• [EXTRACT PROVIDED]

────

The sermon made me think of Robert Frost’s poignant lament that, “Nothing Gold Can Stay”:
Nature’s first green is gold,
Her hardest hue to hold.
Her early leaf’s a flower;
But only so an hour.
Then leaf subsides to leaf.
So Eden sank to grief,
So dawn goes down to day.
Nothing gold can stay.
When Lancelot first rides toward Camelot in the new rays of an early dawn, he has a condom stashed in the hip pocket of his plate armor. Though Frodo has destroyed the one ring, Aragorn already knows his line will eventually fade. But the streets of gold will stay, and the New Jerusalem smell will never diminish. Which brings up another idea. During the evening service, my pastor, with a courage which far exceeds anything I ever approached in my quarter-century of pastoral ministry, invites the audiience to do a cook-down on the morning’s message. I mentioned how taken I was with Grover’s emphasis on the new world which is coming, and lamented that the fascination of most Evangelicals seems to be with what happens to the old world as it is going, as witnessed by the popularity of the “Left Behind Series.” “Yeah,” interjected a college student sitting behind me. “We should have a ‘Sent Ahead’ series.”
Nah. I don’t think it would sell.
August 29, 2006 at 10:31 am
Doug,
Thank you for not including your comments under the previous blog, “What I hated about Sunday’s sermon”!

────

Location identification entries
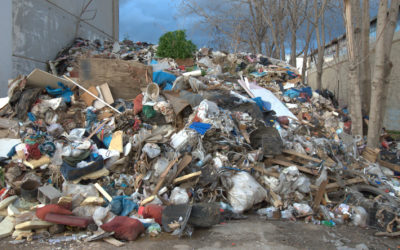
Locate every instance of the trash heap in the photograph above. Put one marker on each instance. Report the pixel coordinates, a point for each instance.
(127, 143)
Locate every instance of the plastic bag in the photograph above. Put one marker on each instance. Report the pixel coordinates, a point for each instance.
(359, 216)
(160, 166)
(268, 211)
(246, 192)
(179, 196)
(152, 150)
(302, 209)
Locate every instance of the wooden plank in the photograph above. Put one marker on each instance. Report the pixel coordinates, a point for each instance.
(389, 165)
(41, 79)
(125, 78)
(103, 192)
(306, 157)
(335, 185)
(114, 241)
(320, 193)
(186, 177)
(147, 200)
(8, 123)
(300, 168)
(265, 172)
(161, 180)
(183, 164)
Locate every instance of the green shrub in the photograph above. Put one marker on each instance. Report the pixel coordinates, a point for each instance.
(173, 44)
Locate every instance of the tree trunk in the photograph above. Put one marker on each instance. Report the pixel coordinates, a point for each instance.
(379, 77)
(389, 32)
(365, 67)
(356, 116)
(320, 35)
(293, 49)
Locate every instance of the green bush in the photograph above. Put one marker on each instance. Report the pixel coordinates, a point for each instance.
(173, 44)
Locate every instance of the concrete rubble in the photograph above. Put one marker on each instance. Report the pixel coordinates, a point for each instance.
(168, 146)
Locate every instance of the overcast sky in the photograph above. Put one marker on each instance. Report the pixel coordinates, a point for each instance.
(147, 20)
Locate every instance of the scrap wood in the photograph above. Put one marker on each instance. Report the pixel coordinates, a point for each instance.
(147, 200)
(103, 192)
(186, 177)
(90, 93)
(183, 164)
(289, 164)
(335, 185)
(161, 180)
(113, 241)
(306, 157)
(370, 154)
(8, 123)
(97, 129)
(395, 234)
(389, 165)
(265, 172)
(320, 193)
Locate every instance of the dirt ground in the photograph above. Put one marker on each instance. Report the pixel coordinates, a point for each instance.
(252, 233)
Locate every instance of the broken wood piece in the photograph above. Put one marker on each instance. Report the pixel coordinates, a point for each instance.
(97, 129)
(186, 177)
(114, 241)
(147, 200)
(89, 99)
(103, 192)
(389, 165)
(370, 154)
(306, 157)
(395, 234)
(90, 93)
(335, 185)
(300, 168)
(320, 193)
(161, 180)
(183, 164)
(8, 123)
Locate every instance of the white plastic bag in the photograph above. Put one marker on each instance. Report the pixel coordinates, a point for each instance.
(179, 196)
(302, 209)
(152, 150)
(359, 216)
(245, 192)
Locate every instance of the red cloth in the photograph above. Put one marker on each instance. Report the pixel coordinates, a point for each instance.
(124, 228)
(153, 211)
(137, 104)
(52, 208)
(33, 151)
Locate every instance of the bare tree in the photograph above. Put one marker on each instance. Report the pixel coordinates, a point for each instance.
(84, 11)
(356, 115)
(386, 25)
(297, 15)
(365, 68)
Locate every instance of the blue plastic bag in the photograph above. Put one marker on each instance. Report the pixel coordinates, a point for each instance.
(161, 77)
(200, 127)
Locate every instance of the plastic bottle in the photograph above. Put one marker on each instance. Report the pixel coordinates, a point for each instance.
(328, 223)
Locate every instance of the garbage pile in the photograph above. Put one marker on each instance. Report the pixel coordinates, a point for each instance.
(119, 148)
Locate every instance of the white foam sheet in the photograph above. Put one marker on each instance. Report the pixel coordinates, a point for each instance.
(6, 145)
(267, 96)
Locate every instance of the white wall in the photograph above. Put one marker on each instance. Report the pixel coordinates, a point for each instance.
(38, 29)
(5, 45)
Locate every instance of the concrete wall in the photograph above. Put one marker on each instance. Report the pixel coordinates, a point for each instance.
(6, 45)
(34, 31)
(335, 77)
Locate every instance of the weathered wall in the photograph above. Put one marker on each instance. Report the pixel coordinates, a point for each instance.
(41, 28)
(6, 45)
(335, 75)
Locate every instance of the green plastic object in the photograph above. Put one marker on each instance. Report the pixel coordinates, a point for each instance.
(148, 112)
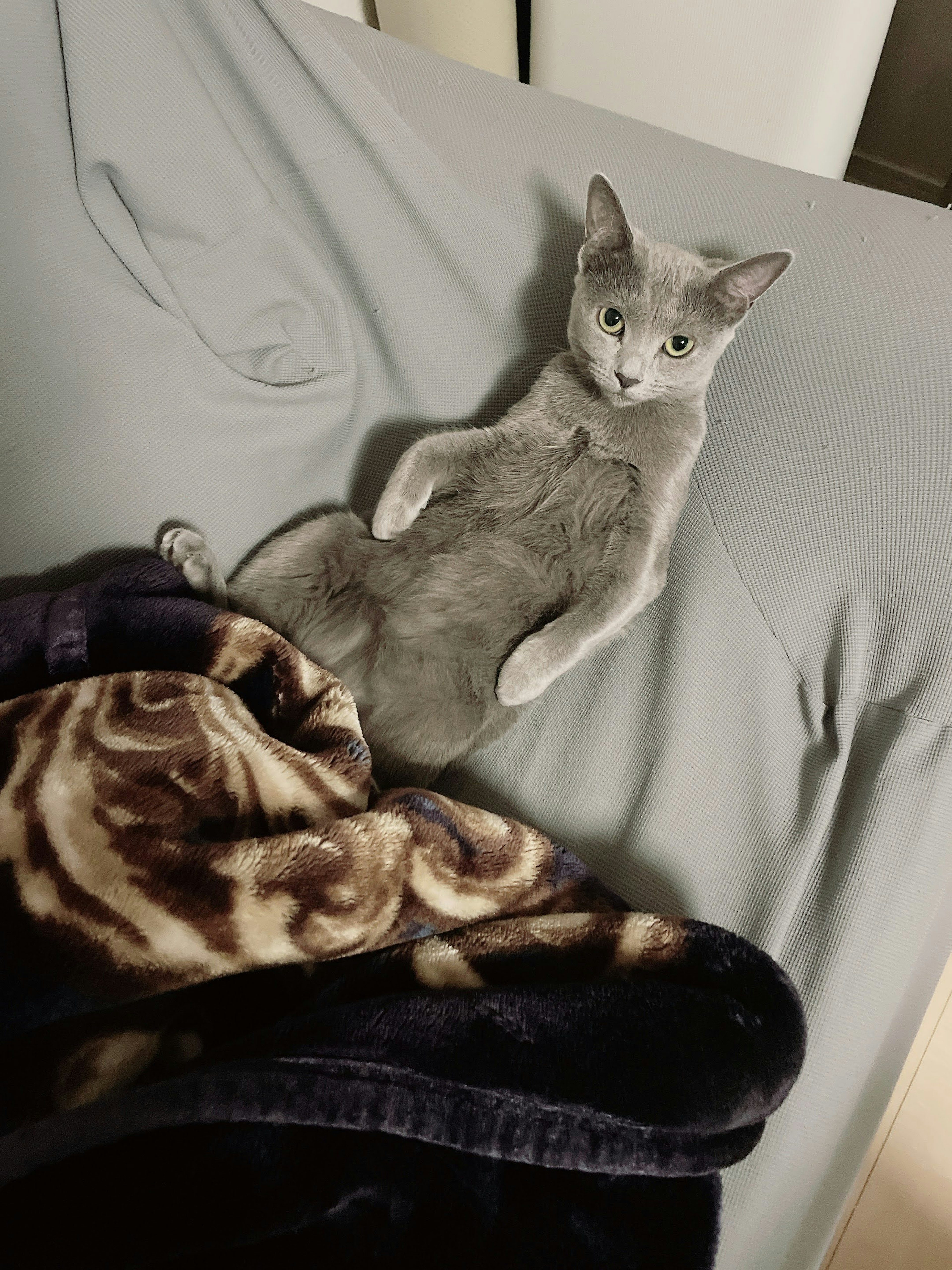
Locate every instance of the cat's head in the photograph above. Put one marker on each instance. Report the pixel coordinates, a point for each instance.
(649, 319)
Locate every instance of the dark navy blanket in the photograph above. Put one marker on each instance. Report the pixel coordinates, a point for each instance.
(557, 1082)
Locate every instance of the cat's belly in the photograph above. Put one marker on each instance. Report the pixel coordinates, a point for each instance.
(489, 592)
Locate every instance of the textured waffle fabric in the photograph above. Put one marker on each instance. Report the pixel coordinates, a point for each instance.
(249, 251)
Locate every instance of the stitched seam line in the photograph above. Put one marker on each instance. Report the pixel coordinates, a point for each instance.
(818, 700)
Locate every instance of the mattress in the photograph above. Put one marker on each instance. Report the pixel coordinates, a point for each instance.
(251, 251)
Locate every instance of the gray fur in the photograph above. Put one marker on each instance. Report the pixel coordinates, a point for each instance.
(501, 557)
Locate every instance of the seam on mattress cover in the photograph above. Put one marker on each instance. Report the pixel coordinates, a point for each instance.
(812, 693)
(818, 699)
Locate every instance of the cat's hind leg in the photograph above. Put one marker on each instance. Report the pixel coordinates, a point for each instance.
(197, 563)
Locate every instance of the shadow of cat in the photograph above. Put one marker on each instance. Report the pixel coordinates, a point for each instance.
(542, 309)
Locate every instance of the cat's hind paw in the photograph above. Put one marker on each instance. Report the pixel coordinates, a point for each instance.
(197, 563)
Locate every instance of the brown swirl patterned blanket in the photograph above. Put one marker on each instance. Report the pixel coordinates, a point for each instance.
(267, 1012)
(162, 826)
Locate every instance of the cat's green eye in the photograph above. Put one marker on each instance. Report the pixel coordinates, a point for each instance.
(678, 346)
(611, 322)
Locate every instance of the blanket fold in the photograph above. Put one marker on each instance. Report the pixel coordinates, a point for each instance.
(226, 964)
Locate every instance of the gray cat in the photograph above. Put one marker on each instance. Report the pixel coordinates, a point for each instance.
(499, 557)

────

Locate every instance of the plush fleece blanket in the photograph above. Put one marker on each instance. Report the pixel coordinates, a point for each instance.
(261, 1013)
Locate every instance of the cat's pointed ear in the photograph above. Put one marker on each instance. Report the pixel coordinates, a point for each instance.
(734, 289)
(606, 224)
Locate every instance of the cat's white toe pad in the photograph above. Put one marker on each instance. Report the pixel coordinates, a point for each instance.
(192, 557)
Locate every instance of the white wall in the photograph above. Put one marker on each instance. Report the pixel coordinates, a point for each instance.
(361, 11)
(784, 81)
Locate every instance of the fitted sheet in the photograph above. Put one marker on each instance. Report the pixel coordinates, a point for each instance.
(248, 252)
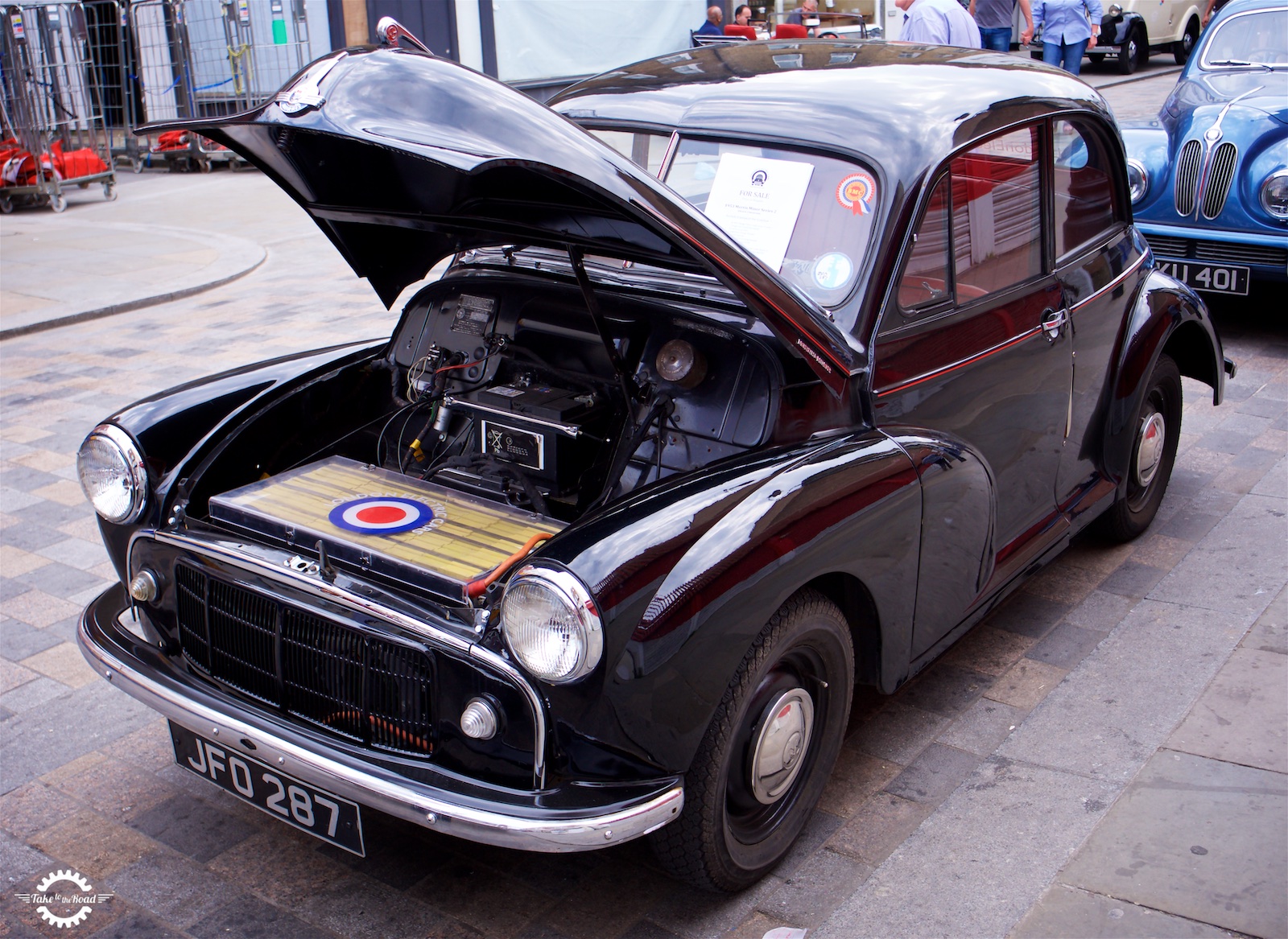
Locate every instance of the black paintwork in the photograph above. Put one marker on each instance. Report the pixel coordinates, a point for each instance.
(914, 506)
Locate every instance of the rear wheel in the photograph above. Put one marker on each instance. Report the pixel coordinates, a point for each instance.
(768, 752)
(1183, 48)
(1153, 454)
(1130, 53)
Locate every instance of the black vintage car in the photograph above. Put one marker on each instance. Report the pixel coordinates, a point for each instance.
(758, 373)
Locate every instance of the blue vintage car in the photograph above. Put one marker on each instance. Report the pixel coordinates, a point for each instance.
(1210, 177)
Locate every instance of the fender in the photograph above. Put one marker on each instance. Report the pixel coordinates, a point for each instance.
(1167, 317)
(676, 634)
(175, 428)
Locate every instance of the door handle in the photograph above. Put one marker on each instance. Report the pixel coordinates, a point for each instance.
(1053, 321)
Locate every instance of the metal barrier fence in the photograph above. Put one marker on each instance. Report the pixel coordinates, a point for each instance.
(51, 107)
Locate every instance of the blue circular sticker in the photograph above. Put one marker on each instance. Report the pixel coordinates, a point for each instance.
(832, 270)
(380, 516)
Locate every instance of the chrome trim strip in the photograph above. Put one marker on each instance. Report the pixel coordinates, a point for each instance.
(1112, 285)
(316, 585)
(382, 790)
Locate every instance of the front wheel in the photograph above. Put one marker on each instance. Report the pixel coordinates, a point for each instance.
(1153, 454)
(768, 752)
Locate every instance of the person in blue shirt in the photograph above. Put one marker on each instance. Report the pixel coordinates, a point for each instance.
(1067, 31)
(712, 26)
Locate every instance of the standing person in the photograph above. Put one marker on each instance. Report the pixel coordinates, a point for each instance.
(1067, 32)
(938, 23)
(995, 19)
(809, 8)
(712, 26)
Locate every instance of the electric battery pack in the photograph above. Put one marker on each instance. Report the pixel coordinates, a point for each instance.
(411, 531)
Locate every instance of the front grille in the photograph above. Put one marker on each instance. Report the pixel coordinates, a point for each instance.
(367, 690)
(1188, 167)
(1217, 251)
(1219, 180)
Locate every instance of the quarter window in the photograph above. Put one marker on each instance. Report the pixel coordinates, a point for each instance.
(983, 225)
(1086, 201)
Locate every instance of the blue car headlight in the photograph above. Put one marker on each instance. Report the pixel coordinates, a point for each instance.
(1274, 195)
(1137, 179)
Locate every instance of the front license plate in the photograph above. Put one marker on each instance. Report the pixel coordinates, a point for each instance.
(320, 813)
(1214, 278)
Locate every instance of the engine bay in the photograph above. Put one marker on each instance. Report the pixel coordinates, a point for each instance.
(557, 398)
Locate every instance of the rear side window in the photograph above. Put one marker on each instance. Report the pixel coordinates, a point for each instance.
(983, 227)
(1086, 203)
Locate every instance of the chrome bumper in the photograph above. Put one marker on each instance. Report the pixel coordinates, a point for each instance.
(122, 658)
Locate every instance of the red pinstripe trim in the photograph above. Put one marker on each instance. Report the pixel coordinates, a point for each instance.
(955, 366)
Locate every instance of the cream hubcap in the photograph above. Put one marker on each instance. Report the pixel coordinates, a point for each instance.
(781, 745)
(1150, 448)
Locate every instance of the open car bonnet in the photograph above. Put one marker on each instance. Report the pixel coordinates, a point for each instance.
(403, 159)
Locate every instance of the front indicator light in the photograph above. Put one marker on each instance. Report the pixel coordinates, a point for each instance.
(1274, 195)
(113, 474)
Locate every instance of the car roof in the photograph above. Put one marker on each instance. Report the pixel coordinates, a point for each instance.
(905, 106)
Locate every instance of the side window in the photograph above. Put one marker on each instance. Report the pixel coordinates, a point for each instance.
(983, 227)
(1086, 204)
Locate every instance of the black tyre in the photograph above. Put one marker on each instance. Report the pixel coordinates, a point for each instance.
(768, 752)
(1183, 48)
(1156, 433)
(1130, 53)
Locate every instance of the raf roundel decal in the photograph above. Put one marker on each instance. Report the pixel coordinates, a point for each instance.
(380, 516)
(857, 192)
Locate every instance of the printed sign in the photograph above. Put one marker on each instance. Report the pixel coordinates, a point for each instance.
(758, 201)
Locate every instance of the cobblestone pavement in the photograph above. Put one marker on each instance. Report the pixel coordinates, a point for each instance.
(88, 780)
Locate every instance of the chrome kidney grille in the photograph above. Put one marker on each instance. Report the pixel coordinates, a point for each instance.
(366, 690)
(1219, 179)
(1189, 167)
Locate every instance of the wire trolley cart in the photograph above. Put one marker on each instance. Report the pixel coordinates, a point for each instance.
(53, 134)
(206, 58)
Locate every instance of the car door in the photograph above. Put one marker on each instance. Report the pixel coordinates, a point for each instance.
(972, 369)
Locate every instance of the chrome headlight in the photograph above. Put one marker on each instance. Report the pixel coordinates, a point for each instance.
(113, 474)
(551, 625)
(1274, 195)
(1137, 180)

────

• [PROBLEM SET]
1) Answer these questions about the sermon blog post:
(a) Which Robert Frost poem did the sermon call to mind?
(b) Which book series is offered as evidence of the Evangelical fascination with what happens to the old world?
(c) What series did the college student propose?
2) Continue the sermon blog post from its final sentence.
None of the listing is needed for this work.

• [RESPONSES BY TASK]
1)
(a) "Nothing Gold Can Stay"
(b) The "Left Behind Series"
(c) A "Sent Ahead" series

2)
Grover
August 30, 2006 at 5:31 pm
I heard a pastor say a few years back that sermons are not copyright so they don’t need to be cite. So, I’m aware of the lenient citation habits among pastors, but that “college” student’s comment sounded profound enough to warrant a more accurate reference. For future reference, I suggest any of the following references as a sufficient citation for such ingenuity: Graduate Student, Seminary Student, Deeply Intuitive Student, Sharp Witted Student, Boy Wonder, Wise Young Man, Future Mensa Member, and lastly, King Solomon’s Little Brother.
Thanks for blog Doug, I enjoy the humor and it sentiment. I only hope I won’t be sniffing the hallways of my office hoping to get a whiff of the New Jerusalem scent.
August 31, 2006 at 12:40 pm
But Ryan, where does the madness end? The first preacher say, “a college student” incorrectly and the next preacher tells the story and its some prepuberty 11 year old girl, named Rianne, who makes the remarkable comment. The next use of the illustration is some tattooed up guy in Huntsville named “Big Ryan”. Thank you for standing up and saying this must stop!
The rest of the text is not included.